Catatan penempatan titik
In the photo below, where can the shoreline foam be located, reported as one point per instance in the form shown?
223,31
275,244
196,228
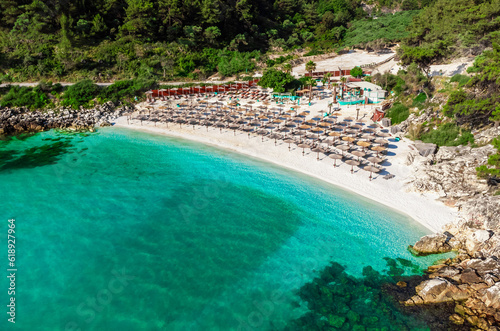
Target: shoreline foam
423,209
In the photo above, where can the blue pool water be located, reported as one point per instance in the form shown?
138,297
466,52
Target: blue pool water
122,230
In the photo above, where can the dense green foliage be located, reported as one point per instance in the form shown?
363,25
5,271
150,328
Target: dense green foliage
398,113
448,134
107,39
461,79
126,90
479,103
377,33
48,95
80,94
278,80
451,28
25,97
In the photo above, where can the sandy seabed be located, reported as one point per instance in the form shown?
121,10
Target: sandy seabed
392,192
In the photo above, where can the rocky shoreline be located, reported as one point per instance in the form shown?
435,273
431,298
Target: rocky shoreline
471,280
15,121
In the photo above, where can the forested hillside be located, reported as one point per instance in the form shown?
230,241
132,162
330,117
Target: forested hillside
109,39
451,28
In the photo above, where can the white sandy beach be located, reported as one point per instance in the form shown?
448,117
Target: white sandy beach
392,193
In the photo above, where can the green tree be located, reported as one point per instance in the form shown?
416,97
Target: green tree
212,33
356,72
310,67
139,18
287,68
278,80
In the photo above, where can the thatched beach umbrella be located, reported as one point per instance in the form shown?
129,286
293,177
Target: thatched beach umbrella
343,148
371,169
359,154
303,146
350,140
275,136
334,135
381,141
234,127
318,150
262,133
220,125
378,149
248,129
352,163
289,142
363,144
335,157
374,159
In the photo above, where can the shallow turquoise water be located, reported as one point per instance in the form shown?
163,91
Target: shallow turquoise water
122,230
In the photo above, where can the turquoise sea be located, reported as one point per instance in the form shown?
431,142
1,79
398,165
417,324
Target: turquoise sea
123,230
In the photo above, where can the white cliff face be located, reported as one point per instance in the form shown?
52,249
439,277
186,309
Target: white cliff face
472,280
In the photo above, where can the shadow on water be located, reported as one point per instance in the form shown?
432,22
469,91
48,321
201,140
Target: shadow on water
338,301
47,152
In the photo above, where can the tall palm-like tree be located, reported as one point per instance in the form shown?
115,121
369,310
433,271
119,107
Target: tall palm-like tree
328,77
310,67
311,82
335,92
287,68
343,80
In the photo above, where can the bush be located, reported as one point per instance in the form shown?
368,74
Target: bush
356,72
448,134
127,89
419,100
278,80
461,79
80,94
21,96
493,167
398,113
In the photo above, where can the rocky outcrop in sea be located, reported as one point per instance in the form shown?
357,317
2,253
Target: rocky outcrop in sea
471,280
20,120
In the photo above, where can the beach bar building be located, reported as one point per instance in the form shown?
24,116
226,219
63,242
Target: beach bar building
362,93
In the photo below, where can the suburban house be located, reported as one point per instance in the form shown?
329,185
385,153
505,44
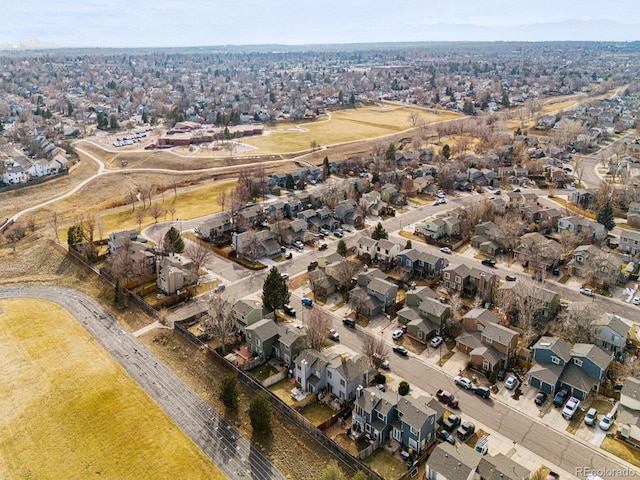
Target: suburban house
373,295
266,338
582,367
461,462
579,224
488,343
249,217
629,412
386,250
419,264
610,332
175,274
469,281
246,312
118,240
216,227
629,241
385,416
423,314
367,248
256,244
334,373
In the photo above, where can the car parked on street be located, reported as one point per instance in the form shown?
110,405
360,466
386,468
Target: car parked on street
591,417
400,350
463,382
541,397
511,383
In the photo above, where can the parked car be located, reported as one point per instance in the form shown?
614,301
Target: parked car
397,335
560,397
570,408
349,322
591,417
511,383
605,423
447,398
541,397
465,430
381,361
400,350
484,392
452,421
463,382
447,437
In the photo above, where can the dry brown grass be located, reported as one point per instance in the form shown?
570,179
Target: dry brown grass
70,411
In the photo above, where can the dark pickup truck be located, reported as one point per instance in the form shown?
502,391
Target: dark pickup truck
447,398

Soal
Sajikan semua baris dari seluruh catatan di atas sebagai daftar bernomor, tanpa baris kosong. Gambar tidak perlu dimasukkan ke dalam jawaban.

Hasil Latihan
1. In the photo below, where can the shoreline foam be located, reported as one point per instance in the form shown?
2. 223,31
3. 275,244
4. 196,228
5. Target: shoreline foam
6. 423,209
7. In the photo above, where can the blue pool water be located, reported as one point per instance in the form shown?
8. 138,297
9. 466,52
10. Target: blue pool water
11. 122,230
12. In the photo above, where can the dense green foliage be located, reported as one point per instance in the form shown?
13. 363,25
14. 5,271
15. 150,328
16. Target: dense green foliage
17. 398,113
18. 448,134
19. 107,39
20. 461,79
21. 126,90
22. 479,103
23. 377,33
24. 48,95
25. 80,94
26. 278,80
27. 451,28
28. 25,97
29. In the photo above, where can the sandy seabed be located, reported as one point per instance in the form shown?
30. 121,10
31. Target: sandy seabed
32. 392,192
33. In the photo above, where can the rocky shoreline be located, reported as one point per instance in the form shown?
34. 435,273
35. 431,298
36. Target: rocky shoreline
37. 471,280
38. 15,121
39. In the photo above, where can the forested hillside be located, reported as one point per instance in the form shown?
40. 230,241
41. 132,162
42. 330,117
43. Target: forested hillside
44. 109,39
45. 451,28
46. In the photo above, where can the white sandy beach be located, reported as one point per instance in the form shown?
47. 448,117
48. Target: white sandy beach
49. 392,193
50. In the photo above, where can the green tree be located, reported as one point per instance in the form shown?
51. 416,97
52. Target: green tree
53. 212,33
54. 356,72
55. 310,67
56. 139,18
57. 287,68
58. 278,80
59. In the photo above, where can the thatched beach umbrella be located, reported as one point per instance in the form shown?
60. 129,286
61. 293,177
62. Target: thatched beach umbrella
63. 343,148
64. 371,169
65. 359,154
66. 303,146
67. 350,140
68. 275,136
69. 334,135
70. 381,141
71. 234,127
72. 318,150
73. 262,133
74. 220,125
75. 378,149
76. 248,129
77. 352,163
78. 289,142
79. 363,144
80. 335,157
81. 374,159
82. In the photo above, where can the shallow turquoise water be located, reported as one point per instance in the form shown?
83. 163,91
84. Target: shallow turquoise water
85. 122,230
86. In the photo above, where can the turquoise sea be located, reported as one point per instance in the form shown?
87. 431,142
88. 1,79
89. 398,165
90. 417,324
91. Target: turquoise sea
92. 123,230
93. In the photo above, where can the white cliff face be located, reported as one point per instance in the form shown?
94. 52,249
95. 439,277
96. 186,309
97. Target: white cliff face
98. 472,280
99. In the photo above, where can the shadow on water be located, reported as one point per instance in the form shown?
100. 432,22
101. 469,91
102. 48,321
103. 201,140
104. Target: shadow on water
105. 338,301
106. 47,152
107. In the photo above, where can the tall palm-like tree be located, reported as one point per instance in the form shown?
108. 115,121
109. 369,310
110. 433,271
111. 119,107
112. Target: tall palm-like tree
113. 328,77
114. 310,67
115. 311,82
116. 335,92
117. 287,68
118. 343,80
119. In the photo above, where can the bush be located, reported as one point per instance in the form shown?
120. 368,74
121. Target: bush
122. 356,72
123. 448,134
124. 127,89
125. 419,100
126. 278,80
127. 461,79
128. 80,94
129. 21,96
130. 493,167
131. 398,113
132. In the photo above, where can the rocky outcrop in sea be located, reported as one point per instance in the form shown?
133. 357,317
134. 2,253
135. Target: rocky outcrop in sea
136. 471,280
137. 20,120
138. In the photo above, where can the beach bar building be located, reported as one point per instance in the form shown?
139. 24,116
140. 226,219
141. 63,242
142. Target: beach bar building
143. 362,93
144. In the photo below, where can the suburban house be located, reported as one point per instance in the form shown?
145. 329,185
146. 385,153
147. 505,44
148. Target: suburban house
149. 373,295
150. 266,338
151. 582,367
152. 461,462
153. 579,224
154. 488,343
155. 249,217
156. 629,412
157. 386,250
158. 419,264
159. 610,332
160. 175,274
161. 469,281
162. 246,312
163. 118,240
164. 216,227
165. 629,241
166. 385,416
167. 423,314
168. 367,248
169. 256,244
170. 334,373
171. In the photo above, where can the car parked on street be located, reported as one point per instance in the form shown?
172. 110,405
173. 360,466
174. 386,468
175. Target: car parked on street
176. 591,417
177. 400,350
178. 463,382
179. 541,397
180. 511,383
181. In the photo above, where can the parked car be located, reported as one point per instance in the form shown?
182. 614,301
183. Target: parked car
184. 397,335
185. 560,397
186. 570,408
187. 349,322
188. 591,417
189. 511,383
190. 605,423
191. 447,398
192. 541,397
193. 465,430
194. 381,361
195. 400,350
196. 484,392
197. 452,421
198. 463,382
199. 447,437
200. In the photo above, where can the dry brown grass be located, reported as one point per instance in the form shown?
201. 570,179
202. Target: dry brown grass
203. 70,411
204. In the photo above, where can the dark pickup truck be located, reported as one point per instance in the form shown?
205. 502,391
206. Target: dark pickup truck
207. 447,398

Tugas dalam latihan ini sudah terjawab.